TASK DETAILS → Locate each line in the listing below that contains the word "banner", and copy every such line. Treat the match as case-sensitive.

[Point annotation dataset records]
——

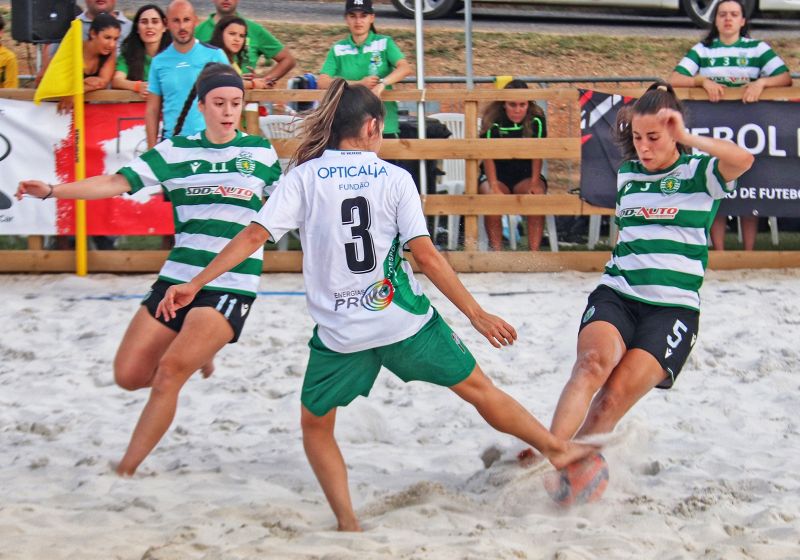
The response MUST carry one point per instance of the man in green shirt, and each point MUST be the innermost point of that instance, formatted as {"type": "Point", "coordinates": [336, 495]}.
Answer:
{"type": "Point", "coordinates": [259, 42]}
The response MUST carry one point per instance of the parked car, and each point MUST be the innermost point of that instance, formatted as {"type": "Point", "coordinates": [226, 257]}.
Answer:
{"type": "Point", "coordinates": [699, 11]}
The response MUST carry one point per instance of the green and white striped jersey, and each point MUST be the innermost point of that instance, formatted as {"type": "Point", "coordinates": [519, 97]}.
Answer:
{"type": "Point", "coordinates": [663, 219]}
{"type": "Point", "coordinates": [216, 190]}
{"type": "Point", "coordinates": [733, 65]}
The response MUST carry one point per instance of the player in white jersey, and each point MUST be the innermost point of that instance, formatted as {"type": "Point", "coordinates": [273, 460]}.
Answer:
{"type": "Point", "coordinates": [355, 213]}
{"type": "Point", "coordinates": [641, 322]}
{"type": "Point", "coordinates": [728, 57]}
{"type": "Point", "coordinates": [216, 181]}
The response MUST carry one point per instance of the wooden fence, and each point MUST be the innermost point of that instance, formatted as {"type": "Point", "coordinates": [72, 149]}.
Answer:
{"type": "Point", "coordinates": [470, 205]}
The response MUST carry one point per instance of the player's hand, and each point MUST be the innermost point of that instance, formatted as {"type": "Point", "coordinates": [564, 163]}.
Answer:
{"type": "Point", "coordinates": [496, 330]}
{"type": "Point", "coordinates": [38, 189]}
{"type": "Point", "coordinates": [177, 296]}
{"type": "Point", "coordinates": [370, 81]}
{"type": "Point", "coordinates": [673, 123]}
{"type": "Point", "coordinates": [715, 91]}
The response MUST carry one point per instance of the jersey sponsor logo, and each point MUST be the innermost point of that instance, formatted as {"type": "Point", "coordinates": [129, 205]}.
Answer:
{"type": "Point", "coordinates": [218, 167]}
{"type": "Point", "coordinates": [649, 213]}
{"type": "Point", "coordinates": [670, 185]}
{"type": "Point", "coordinates": [239, 193]}
{"type": "Point", "coordinates": [353, 186]}
{"type": "Point", "coordinates": [376, 297]}
{"type": "Point", "coordinates": [350, 171]}
{"type": "Point", "coordinates": [245, 164]}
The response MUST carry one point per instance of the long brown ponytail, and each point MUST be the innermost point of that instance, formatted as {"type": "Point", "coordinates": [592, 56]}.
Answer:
{"type": "Point", "coordinates": [340, 115]}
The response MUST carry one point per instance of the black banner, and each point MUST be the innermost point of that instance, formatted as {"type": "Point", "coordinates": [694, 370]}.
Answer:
{"type": "Point", "coordinates": [770, 130]}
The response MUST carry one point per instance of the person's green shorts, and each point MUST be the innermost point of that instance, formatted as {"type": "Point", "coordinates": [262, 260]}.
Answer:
{"type": "Point", "coordinates": [434, 354]}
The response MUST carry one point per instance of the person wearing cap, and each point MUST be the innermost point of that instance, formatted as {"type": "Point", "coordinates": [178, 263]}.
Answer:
{"type": "Point", "coordinates": [259, 42]}
{"type": "Point", "coordinates": [367, 58]}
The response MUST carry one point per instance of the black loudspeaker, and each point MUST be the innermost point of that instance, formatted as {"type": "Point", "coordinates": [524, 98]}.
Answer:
{"type": "Point", "coordinates": [41, 21]}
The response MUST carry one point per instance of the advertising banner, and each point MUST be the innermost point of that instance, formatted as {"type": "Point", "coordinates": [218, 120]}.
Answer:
{"type": "Point", "coordinates": [770, 130]}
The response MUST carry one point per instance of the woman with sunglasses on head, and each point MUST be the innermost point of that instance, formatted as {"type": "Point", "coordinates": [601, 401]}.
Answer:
{"type": "Point", "coordinates": [148, 38]}
{"type": "Point", "coordinates": [728, 58]}
{"type": "Point", "coordinates": [513, 119]}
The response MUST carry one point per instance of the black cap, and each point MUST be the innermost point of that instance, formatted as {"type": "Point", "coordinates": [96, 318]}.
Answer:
{"type": "Point", "coordinates": [358, 6]}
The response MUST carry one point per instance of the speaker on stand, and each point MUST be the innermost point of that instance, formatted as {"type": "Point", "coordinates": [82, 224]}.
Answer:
{"type": "Point", "coordinates": [41, 21]}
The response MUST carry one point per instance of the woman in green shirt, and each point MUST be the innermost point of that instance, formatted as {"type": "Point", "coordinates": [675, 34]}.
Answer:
{"type": "Point", "coordinates": [139, 48]}
{"type": "Point", "coordinates": [366, 58]}
{"type": "Point", "coordinates": [728, 57]}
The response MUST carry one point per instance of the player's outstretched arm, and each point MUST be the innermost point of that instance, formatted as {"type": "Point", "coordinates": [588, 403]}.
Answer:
{"type": "Point", "coordinates": [438, 270]}
{"type": "Point", "coordinates": [93, 188]}
{"type": "Point", "coordinates": [240, 247]}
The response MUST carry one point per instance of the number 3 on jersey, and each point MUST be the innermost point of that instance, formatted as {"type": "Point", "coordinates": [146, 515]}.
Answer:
{"type": "Point", "coordinates": [360, 256]}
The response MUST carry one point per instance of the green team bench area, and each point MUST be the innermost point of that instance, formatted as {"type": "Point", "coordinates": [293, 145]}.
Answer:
{"type": "Point", "coordinates": [566, 116]}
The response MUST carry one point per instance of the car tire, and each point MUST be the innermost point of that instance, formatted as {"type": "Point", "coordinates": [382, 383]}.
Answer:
{"type": "Point", "coordinates": [432, 9]}
{"type": "Point", "coordinates": [699, 11]}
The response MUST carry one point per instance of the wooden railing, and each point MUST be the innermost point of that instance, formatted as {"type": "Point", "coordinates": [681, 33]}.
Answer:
{"type": "Point", "coordinates": [470, 205]}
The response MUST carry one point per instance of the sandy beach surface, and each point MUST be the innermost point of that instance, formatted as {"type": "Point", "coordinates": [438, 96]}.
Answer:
{"type": "Point", "coordinates": [707, 470]}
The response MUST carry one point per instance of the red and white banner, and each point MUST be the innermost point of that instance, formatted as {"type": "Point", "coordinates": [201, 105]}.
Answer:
{"type": "Point", "coordinates": [30, 138]}
{"type": "Point", "coordinates": [42, 147]}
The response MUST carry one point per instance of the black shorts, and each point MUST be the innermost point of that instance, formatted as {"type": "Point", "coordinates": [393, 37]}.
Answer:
{"type": "Point", "coordinates": [234, 307]}
{"type": "Point", "coordinates": [511, 178]}
{"type": "Point", "coordinates": [668, 333]}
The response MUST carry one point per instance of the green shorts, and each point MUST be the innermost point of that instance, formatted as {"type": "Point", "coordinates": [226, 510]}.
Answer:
{"type": "Point", "coordinates": [434, 354]}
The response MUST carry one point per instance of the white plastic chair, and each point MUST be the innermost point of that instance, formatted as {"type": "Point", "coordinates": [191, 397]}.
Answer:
{"type": "Point", "coordinates": [455, 171]}
{"type": "Point", "coordinates": [280, 126]}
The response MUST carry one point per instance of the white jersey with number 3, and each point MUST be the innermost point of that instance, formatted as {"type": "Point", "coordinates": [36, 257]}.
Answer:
{"type": "Point", "coordinates": [354, 212]}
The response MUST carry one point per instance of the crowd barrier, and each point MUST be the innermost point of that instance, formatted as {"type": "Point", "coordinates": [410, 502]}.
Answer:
{"type": "Point", "coordinates": [470, 204]}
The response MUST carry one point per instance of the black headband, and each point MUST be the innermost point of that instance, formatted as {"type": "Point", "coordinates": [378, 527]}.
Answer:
{"type": "Point", "coordinates": [218, 80]}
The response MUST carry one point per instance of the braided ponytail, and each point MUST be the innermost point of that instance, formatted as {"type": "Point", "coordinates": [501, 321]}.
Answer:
{"type": "Point", "coordinates": [187, 106]}
{"type": "Point", "coordinates": [340, 115]}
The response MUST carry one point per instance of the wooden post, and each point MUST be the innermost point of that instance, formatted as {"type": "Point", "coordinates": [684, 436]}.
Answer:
{"type": "Point", "coordinates": [35, 243]}
{"type": "Point", "coordinates": [471, 177]}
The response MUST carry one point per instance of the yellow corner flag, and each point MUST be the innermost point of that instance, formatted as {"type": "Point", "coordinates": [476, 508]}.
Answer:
{"type": "Point", "coordinates": [64, 78]}
{"type": "Point", "coordinates": [64, 74]}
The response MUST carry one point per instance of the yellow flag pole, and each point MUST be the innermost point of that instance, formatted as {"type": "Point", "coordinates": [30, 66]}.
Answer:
{"type": "Point", "coordinates": [81, 245]}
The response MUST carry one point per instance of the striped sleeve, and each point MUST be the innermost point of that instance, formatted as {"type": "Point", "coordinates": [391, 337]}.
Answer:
{"type": "Point", "coordinates": [771, 64]}
{"type": "Point", "coordinates": [715, 182]}
{"type": "Point", "coordinates": [689, 65]}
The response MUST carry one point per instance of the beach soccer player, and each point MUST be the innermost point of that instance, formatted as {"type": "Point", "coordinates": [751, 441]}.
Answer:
{"type": "Point", "coordinates": [641, 322]}
{"type": "Point", "coordinates": [216, 181]}
{"type": "Point", "coordinates": [356, 213]}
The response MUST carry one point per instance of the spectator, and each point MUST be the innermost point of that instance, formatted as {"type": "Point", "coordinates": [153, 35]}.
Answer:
{"type": "Point", "coordinates": [96, 7]}
{"type": "Point", "coordinates": [367, 58]}
{"type": "Point", "coordinates": [230, 35]}
{"type": "Point", "coordinates": [9, 77]}
{"type": "Point", "coordinates": [513, 119]}
{"type": "Point", "coordinates": [139, 48]}
{"type": "Point", "coordinates": [100, 52]}
{"type": "Point", "coordinates": [172, 73]}
{"type": "Point", "coordinates": [260, 42]}
{"type": "Point", "coordinates": [93, 8]}
{"type": "Point", "coordinates": [728, 57]}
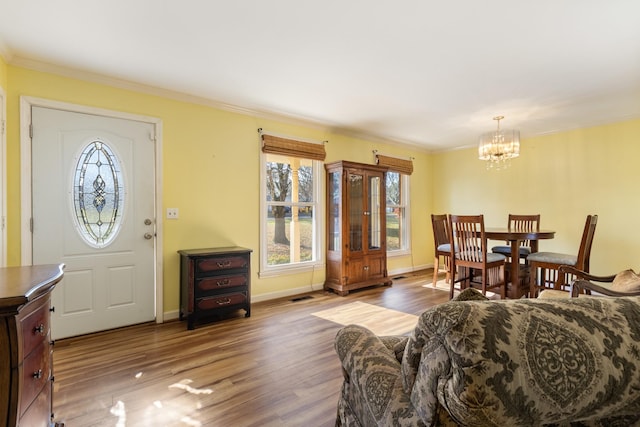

——

ANSWER TO THE PROBLEM →
The response MUST carry one point per instance of the black banner, and each point MUST be the innermost point of that instance, formatted as {"type": "Point", "coordinates": [694, 370]}.
The response MUST carry one point per instance of the advertising banner, and each point MUST be the innermost point of that instance, formatted as {"type": "Point", "coordinates": [218, 120]}.
The response MUST carry one point per instance of the red and white banner, and each point MUST be the innermost point of that instance, formatted as {"type": "Point", "coordinates": [201, 105]}.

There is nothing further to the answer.